**EXCERPT TO READ**
[Start]
A long time ago, we visited Grandma and Grandpa, and Grandpa showed us the new carvings he'd been working on. Visiting Grandpa's shop was always memorable for me, and as he showed us the bigger, more sophisticated pieces, my unsophisticated eye was caught by a small carving, maybe three inches tall, a little blue jay. More stylized than realistic, and painted, unlike most of his pieces. A simple little thing, but I fell in love.
I asked Grandpa what he was going to do with it, and he smiled and said he didn't know, and I could tell he knew I wanted it. I didn't want him to think I was greedy, and I don't think I could ever ask an artist to give me even the smallest work of his hands. We went home, and I put it out of my mind. When I unwrapped my present from Grandpa the next Christmas, and I saw that little blue jay carving, I don't think I've ever had a gift that made me happier.
Grandpa died back in 1998. When I got the news, time stopped. I hung up the phone and walked to the window. They were unremarkable moments, everything my eyes fell upon were things I'd seen every day. I looked out of my apartment into the courtyard, and heard the call of a blue jay. I stared blankly into the sunlight, my mind empty, and the jay fluttered down onto the sidewalk, the sunlight irridescent on wings like lapus lazuli. He looked at me looking at him, and cocked his head, hopping a bit, then he flew away as my eyes filled with tears.
[End]
**INSTRUCTIONS TO FOLLOW**
Extend the recollection about the grandfather's blue jay carving, starting right after its final sentence.

**DATA EXTRACT**
[Start]
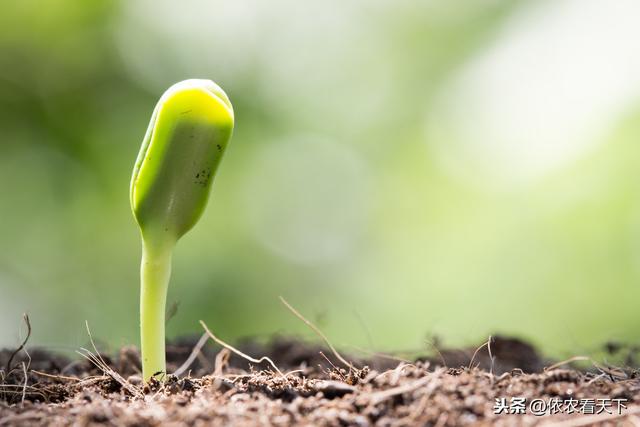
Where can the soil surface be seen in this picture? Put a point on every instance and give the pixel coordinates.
[End]
**RESULT OF THE TASK**
Ever since then, blue jays bring Grandpa to mind. Daddy died on the same day, four years later. The pair of jays that nest outside my window at work give me pause every time I see them.
A few years ago, when Mom was moving to Schertz, one of the dogs got into one of the cardboard boxes, and one of the things in that box was my blue jay. Mom tried to glue some of the broken off splinters back, but finally asked if I just wanted her to send it to me. I said that would probably be best, but when I saw it, all I could do was cry and put it back in it's wrappings.
The second and third times weren't much better. But finally I was able to take a look at the damage and Mom's repair. Most of what she'd done I decided I'd need to undo, so I started in with an exacto-knife. I cut away the glue and shaved some slivers off some of the edges so they'd fit better. I glued the tail back together, and set it aside. I wasn't sure how to proceed, and it was still pretty emotionally draining work.
Yesterday I was putting some things back in the tool box that we'd used in setting up the new TV. And I saw the wood glue. And I got an idea.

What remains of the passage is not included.